== YOUR GOAL ==
Locate each line in the listing below that contains the word "cloud" and copy every such line in full.

== DATA SHOWN ==
⁂

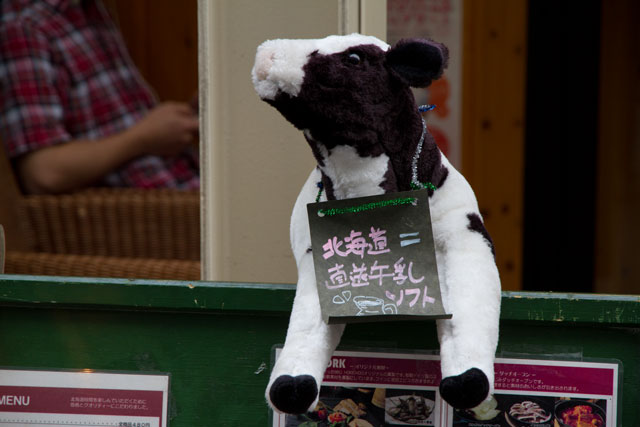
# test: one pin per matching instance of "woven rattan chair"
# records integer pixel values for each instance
(101, 232)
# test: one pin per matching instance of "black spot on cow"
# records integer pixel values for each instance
(475, 224)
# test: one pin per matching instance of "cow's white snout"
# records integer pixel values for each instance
(264, 61)
(279, 67)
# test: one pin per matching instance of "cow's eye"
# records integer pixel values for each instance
(353, 58)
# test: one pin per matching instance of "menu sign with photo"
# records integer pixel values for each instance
(85, 398)
(392, 389)
(374, 258)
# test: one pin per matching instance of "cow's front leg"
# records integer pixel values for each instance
(471, 292)
(296, 377)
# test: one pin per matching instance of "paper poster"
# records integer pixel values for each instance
(374, 258)
(391, 389)
(82, 399)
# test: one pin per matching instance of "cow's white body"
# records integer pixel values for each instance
(469, 279)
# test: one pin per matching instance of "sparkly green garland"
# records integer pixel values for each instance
(367, 206)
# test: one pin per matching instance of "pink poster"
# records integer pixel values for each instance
(365, 389)
(85, 398)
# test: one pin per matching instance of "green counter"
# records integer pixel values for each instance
(215, 339)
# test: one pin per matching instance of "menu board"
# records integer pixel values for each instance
(82, 399)
(374, 258)
(364, 389)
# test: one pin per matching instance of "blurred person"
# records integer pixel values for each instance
(74, 109)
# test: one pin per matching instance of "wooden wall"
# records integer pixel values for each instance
(494, 79)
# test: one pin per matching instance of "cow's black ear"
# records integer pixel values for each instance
(417, 61)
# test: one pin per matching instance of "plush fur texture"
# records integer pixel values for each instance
(351, 97)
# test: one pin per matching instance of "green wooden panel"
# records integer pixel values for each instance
(216, 338)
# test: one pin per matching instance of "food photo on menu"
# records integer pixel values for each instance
(533, 411)
(368, 407)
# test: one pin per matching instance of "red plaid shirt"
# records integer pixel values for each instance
(65, 74)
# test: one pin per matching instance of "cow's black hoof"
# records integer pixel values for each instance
(293, 395)
(466, 390)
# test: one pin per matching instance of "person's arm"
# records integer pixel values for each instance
(166, 130)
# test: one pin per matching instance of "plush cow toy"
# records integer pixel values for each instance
(351, 97)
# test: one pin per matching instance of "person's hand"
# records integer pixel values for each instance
(167, 129)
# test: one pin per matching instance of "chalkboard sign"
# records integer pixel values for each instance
(374, 258)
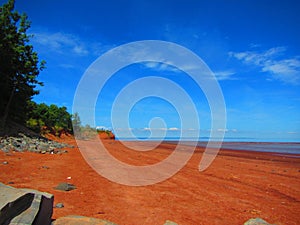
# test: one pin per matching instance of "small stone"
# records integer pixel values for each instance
(65, 187)
(59, 205)
(168, 222)
(256, 221)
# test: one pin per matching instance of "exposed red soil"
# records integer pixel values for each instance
(239, 185)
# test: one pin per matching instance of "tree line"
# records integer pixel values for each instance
(19, 69)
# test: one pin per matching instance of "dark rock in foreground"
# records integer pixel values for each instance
(23, 143)
(25, 206)
(79, 220)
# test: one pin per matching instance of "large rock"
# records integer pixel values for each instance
(256, 221)
(24, 206)
(79, 220)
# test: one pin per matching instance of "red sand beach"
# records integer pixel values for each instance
(238, 185)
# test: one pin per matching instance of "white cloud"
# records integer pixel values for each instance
(60, 42)
(272, 61)
(224, 75)
(160, 66)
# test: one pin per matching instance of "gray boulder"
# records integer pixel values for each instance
(24, 206)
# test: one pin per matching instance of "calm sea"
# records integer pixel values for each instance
(283, 146)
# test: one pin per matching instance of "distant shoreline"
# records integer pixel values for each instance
(253, 146)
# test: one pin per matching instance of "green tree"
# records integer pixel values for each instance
(19, 65)
(53, 119)
(76, 122)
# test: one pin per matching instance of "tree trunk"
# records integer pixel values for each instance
(6, 111)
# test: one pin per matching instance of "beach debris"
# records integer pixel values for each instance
(169, 222)
(59, 205)
(23, 143)
(25, 206)
(256, 221)
(65, 187)
(74, 219)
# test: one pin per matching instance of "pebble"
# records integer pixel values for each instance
(59, 205)
(23, 143)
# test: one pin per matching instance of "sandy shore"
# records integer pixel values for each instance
(239, 185)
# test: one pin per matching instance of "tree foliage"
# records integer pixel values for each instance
(19, 65)
(49, 119)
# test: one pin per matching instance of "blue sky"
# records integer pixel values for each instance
(253, 48)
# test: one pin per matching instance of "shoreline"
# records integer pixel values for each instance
(282, 148)
(237, 186)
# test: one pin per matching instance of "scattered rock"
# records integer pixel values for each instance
(23, 143)
(59, 205)
(168, 222)
(65, 187)
(256, 221)
(76, 220)
(25, 206)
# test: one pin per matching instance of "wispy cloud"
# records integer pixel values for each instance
(224, 75)
(60, 42)
(273, 61)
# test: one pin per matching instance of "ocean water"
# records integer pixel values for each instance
(279, 146)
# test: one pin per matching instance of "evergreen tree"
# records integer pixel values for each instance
(19, 65)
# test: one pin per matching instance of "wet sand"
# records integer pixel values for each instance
(238, 185)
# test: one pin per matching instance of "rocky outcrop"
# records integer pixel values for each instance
(23, 143)
(24, 206)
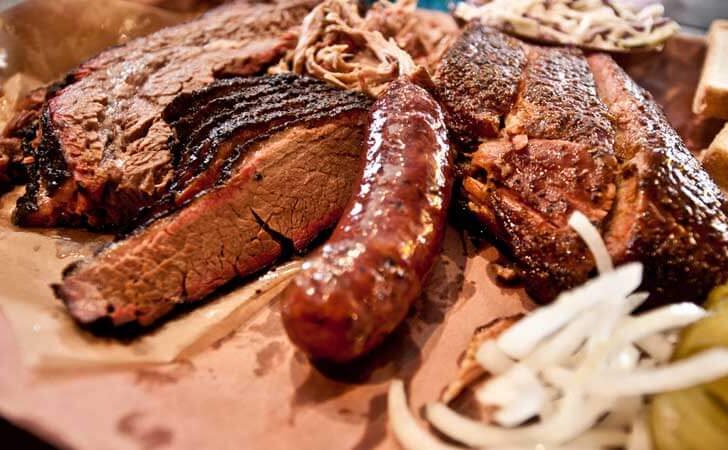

⁂

== THE OUTPUT ==
# test: one pin per matching instance of "white cloud"
# test: one pin per matching instance of "wispy cloud"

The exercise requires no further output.